>> start
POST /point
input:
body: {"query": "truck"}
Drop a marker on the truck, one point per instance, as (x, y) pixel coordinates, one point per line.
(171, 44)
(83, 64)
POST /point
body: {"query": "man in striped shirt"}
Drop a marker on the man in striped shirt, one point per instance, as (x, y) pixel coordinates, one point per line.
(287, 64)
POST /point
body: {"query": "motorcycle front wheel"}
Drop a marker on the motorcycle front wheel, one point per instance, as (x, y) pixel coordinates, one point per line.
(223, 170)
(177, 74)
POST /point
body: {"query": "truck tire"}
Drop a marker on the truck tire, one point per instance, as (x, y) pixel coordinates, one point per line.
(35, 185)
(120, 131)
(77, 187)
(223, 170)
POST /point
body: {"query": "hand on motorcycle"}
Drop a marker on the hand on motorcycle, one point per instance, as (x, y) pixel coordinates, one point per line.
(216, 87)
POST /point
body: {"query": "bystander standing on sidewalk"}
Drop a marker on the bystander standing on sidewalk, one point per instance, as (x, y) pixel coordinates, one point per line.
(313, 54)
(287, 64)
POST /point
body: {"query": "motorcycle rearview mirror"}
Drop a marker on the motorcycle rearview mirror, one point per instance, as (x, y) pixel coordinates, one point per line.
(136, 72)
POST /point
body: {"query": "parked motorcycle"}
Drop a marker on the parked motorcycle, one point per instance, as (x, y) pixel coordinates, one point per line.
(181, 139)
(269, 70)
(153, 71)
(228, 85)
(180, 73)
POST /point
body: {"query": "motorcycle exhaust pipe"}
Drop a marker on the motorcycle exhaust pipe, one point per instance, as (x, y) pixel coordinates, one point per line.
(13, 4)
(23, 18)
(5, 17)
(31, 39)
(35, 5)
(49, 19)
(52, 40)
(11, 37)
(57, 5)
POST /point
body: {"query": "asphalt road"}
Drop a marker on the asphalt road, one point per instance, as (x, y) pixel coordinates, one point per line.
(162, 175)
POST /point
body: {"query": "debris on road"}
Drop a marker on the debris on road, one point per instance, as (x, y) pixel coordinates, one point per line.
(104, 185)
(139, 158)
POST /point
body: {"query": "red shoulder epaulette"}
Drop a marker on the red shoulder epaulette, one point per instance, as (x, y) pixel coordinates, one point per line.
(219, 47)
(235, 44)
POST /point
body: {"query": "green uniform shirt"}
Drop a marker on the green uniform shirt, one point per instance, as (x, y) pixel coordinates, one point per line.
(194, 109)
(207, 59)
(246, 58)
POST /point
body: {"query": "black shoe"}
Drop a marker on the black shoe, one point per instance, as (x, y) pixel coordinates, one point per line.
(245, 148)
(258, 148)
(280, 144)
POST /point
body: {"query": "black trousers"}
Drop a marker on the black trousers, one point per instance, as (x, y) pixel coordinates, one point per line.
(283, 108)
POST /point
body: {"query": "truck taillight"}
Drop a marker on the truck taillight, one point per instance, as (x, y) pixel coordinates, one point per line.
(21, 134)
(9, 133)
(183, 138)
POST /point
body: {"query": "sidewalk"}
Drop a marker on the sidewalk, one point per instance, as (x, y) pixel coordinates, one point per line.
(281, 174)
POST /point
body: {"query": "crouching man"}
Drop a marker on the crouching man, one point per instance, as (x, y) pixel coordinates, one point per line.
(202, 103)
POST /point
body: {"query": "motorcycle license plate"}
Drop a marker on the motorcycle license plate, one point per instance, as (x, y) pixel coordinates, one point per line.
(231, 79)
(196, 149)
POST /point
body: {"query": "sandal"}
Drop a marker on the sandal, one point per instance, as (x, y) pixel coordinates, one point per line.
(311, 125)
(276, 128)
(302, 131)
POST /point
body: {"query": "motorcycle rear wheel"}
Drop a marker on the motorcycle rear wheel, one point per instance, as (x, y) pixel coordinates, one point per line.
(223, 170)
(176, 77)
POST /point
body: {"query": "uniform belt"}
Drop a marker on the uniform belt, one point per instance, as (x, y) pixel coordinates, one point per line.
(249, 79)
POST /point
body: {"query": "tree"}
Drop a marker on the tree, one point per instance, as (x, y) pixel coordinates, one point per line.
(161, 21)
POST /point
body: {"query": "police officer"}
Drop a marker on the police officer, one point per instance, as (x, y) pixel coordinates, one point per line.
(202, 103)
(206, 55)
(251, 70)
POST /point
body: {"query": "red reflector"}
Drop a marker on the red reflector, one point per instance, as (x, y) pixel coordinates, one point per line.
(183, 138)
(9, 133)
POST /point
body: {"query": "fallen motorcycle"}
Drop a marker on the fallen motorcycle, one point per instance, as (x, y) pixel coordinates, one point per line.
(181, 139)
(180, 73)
>> end
Set exercise: Make an exact copy of the material above.

Answer for the task:
POST /point
input:
body: {"query": "truck"}
Drop a marker on the truck, one point per instance, as (x, y) pixel coordinates, one point per line.
(171, 44)
(83, 64)
POST /point
body: {"query": "man in striped shirt"}
Drop a marker on the man in striped shirt, one point per instance, as (x, y) pixel coordinates, one point per line.
(287, 64)
POST /point
body: {"query": "motorcycle front wheel"}
Drop a marker on the motorcycle front wheel, one point per instance, as (x, y) pixel coordinates, one point per line.
(223, 170)
(177, 74)
POST /point
body: {"query": "truck tire"}
Drop a marker on the truck tire, one point per instance, as (x, y) pixel coordinates, one point per line.
(35, 185)
(120, 131)
(77, 187)
(223, 170)
POST /point
body: {"query": "hand on motorcycle"}
Drop a marker on the hand on motorcycle, one point per instance, as (x, y) pixel coordinates, one point per line.
(216, 87)
POST /point
body: {"query": "bystander standing on sidewalk"}
Drop a marker on the bystander standing on sidewalk, one point per instance, as (x, y) pixel coordinates, one point per line.
(313, 54)
(287, 64)
POST /point
body: {"query": "motorcycle rearview mirror"}
Drop a marker on the motorcycle rearview mirror, one point per instance, as (x, y) pixel coordinates, one point per line.
(136, 72)
POST /point
body: {"query": "parked motorcycle"}
Drop a marker on the parked motorcycle, one point per instance, as (x, y) pixel coordinates, one point per line.
(181, 139)
(269, 70)
(153, 71)
(228, 85)
(180, 73)
POST /point
body: {"query": "motorcycle exhaust pipe"}
Drop a marker on the motorcycle exhaust pipe, one point per instance, as (x, y) pixel coordinates, one point per line.
(13, 4)
(23, 18)
(5, 17)
(31, 39)
(35, 5)
(49, 19)
(52, 40)
(11, 37)
(57, 5)
POST /point
body: {"query": "asphalt road"}
Drop a marker on the asphalt road, one point per instance, as (x, y) pixel coordinates, one point per line.
(162, 175)
POST /point
body: {"query": "debris on road"}
Drop a marker on the debris on road, one point per instance, as (x, y) pixel coordinates, one point per line.
(104, 185)
(139, 158)
POST /point
body: {"query": "red shoulder epaulette"}
Drop a marker on the red shoulder epaulette, one point per instance, as (x, y) pixel coordinates, one point per line.
(219, 47)
(235, 44)
POST /point
body: {"query": "green uniform shirt"}
Drop a marker on the green uniform shirt, one point per instance, as (x, y) pixel coordinates, one point per line.
(194, 109)
(207, 59)
(246, 58)
POST /point
body: {"query": "black shoe"}
Drop a marker on the black shoe, one point per instance, as (x, y) pixel coordinates, one point per line.
(245, 148)
(258, 148)
(280, 144)
POST /point
body: {"query": "black trousers"}
Drop a marker on the black trousers, one point per instance, as (x, y) pixel coordinates, one point per line.
(283, 108)
POST /point
body: {"query": "truck taillight"}
Drop a marker on the truck taillight, one point per instance, as (x, y) pixel coordinates, one point per line.
(21, 134)
(9, 133)
(183, 138)
POST /point
body: {"query": "sidewalk"}
Drop a marker on the sidewalk, one point per instance, as (x, y) pixel coordinates, one point per line.
(281, 174)
POST /point
body: {"query": "crouching man"}
Drop a marker on the crouching man, one point per instance, as (x, y) pixel coordinates, one point per line.
(202, 103)
POST /point
body: {"query": "motorcycle license plate"}
Drop a marker on the motorcycle license plate, one point per instance, as (x, y) pixel coordinates, one point per line.
(231, 79)
(196, 149)
POST /point
body: {"query": "sandal"}
Drop a marker on the sandal, one point per instance, as (x, y) pixel coordinates, one point per line.
(311, 125)
(276, 128)
(302, 131)
POST /point
body: {"query": "motorcycle rear wheel"}
Drop a marker on the motorcycle rear wheel, one point per instance, as (x, y) pixel coordinates, one point per line.
(223, 170)
(176, 77)
POST /point
body: {"query": "uniform belt"}
Drop a marker on the uniform belt, one point per instance, as (x, y) pixel coordinates, one point per line.
(249, 79)
POST /point
body: {"query": "tree"}
Drop a marker on the tree, one point per instance, as (x, y) pixel coordinates, one point per line.
(161, 21)
POST /point
body: {"query": "police officer"}
Drop a marker on the police officer, one point per instance, as (x, y) pixel coordinates, one point per line.
(202, 103)
(206, 55)
(251, 70)
POST /point
body: {"query": "red reflector"}
Drop a marker on the red reflector, one point per instance, as (x, y) pixel coordinates, one point per line.
(183, 138)
(9, 133)
POST /point
body: {"query": "fallen motorcycle"}
Drop a marker on the fallen motorcycle, one point per instance, as (x, y) pixel coordinates, one point per line.
(181, 139)
(180, 73)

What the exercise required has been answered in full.